> [What you are asked to do]
Summarize the text on SARS-CoV-2 antiviral drug toxicity in two sentences.

> [Passage to read]

The rapid spread of SARS-CoV2 presents an unprecedented challenge to urgently control disease morbidity, mortality, and spread. Antiviral drugs including remdesivir, favipiravir, and EIDD-2801 have emerged as front-line treatments. However, there are toxicity concerns for these drugs, especially as they are most effective when given at high doses early in disease progression. The ability to administer these antivirals more safely, particularly in less severely affected individuals, will allow for earlier treatment. In this project, we combine experimental genomic approaches and genetic association studies to understand and mitigate toxicity of SARS-CoV-2 antiviral drugs.
In Aim 1, we will use state-of-the-art genomic screening to identify human genes that mediate toxicity of SARS-CoV-2 antiviral drugs in liver and intestinal cell lines.
In Aim 2, we will examine genetic associations of remdesivir efficacy and toxicity from ongoing clinical trials.
In Aim 3, we will combine this information to test approved pharmaceuticals or nutrients which are known to target or interact with genes we identify to determine if any mitigate drug cytotoxicity. We will also determine whether there are any common genetic or disease conditions for which antiviral dosing may be inadvisable. Altogether, we aim to provide rapid and actionable insight on the toxicity of front-line SARS-CoV-2 antiviral drugs.
Antiviral drugs have shown promise in treating patients infected with SARS-CoV2, the virus that causes COVID- 19. Because the SARS-CoV2 outbreak has accelerated the timelines for clinical testing and widespread administration of such antiviral drugs, every effort must be made to conduct the typically methodical drug vetting process in real-time to ensure that these drugs are used most safely and effectively. We will establish new approaches to assess the risks of SARS-CoV2 antiviral drug toxicity, seeking to identify ways to mitigate these risks to permit safer and more effective treatment of patients with these drugs.

> [Data extract]
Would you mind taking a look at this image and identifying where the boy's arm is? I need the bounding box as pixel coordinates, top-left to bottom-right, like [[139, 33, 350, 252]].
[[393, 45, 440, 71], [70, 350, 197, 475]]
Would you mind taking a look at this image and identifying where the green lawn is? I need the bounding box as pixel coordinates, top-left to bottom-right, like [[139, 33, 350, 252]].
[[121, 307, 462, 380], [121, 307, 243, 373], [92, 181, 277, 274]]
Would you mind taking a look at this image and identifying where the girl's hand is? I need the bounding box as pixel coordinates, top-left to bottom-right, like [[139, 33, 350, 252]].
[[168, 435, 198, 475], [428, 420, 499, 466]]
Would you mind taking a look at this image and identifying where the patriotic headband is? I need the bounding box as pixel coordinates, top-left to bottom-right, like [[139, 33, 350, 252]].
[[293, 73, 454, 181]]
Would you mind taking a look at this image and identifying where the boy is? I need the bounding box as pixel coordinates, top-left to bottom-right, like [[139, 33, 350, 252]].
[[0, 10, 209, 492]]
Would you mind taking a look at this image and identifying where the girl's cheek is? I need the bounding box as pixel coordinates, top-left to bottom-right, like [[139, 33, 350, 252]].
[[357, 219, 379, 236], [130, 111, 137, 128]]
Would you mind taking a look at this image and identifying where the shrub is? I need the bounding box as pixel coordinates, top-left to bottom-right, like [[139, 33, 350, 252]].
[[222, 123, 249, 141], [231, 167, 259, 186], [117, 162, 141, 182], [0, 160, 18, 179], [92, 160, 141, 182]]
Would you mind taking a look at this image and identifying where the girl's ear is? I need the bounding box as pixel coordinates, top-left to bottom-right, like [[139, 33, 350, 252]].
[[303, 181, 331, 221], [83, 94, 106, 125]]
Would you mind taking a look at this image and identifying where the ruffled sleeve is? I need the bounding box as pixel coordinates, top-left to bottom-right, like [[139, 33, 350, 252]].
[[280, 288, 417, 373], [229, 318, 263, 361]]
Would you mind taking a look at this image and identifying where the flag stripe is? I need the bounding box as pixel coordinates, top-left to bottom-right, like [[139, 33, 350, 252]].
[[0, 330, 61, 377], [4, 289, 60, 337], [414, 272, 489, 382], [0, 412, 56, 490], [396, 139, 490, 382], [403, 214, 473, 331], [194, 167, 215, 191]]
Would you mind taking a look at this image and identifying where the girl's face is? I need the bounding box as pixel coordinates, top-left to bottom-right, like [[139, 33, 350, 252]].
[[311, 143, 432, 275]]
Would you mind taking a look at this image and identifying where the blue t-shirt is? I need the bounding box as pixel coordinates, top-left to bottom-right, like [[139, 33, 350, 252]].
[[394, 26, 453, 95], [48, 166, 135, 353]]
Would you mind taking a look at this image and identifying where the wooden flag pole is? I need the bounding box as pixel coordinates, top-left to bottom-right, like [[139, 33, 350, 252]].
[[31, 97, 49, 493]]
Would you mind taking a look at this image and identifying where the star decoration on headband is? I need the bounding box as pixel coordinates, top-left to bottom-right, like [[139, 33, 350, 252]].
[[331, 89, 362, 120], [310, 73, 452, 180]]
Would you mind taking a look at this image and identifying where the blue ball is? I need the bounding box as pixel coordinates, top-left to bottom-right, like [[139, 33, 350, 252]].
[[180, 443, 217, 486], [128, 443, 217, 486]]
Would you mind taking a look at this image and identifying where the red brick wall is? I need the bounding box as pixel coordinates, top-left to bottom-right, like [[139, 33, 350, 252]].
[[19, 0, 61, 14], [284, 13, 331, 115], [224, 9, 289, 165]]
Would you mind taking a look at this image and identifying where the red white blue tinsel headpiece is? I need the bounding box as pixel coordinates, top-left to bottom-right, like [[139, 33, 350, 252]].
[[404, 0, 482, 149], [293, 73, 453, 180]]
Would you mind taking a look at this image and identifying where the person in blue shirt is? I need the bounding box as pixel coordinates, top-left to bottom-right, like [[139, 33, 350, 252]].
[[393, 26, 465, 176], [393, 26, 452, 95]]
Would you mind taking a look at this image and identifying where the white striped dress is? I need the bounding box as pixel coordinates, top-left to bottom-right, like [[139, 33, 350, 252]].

> [Response area]
The project combines genomic screening and genetic association studies to understand and reduce the toxicity of front-line SARS-CoV-2 antiviral drugs such as remdesivir, favipiravir, and EIDD-2801, which raise toxicity concerns because they work best at high doses given early. It aims to identify human genes that mediate this toxicity in liver and intestinal cell lines, examine genetic associations of remdesivir efficacy and toxicity from ongoing clinical trials, and test approved drugs or nutrients that might lessen cytotoxicity, while also finding genetic or disease conditions that may make antiviral dosing inadvisable.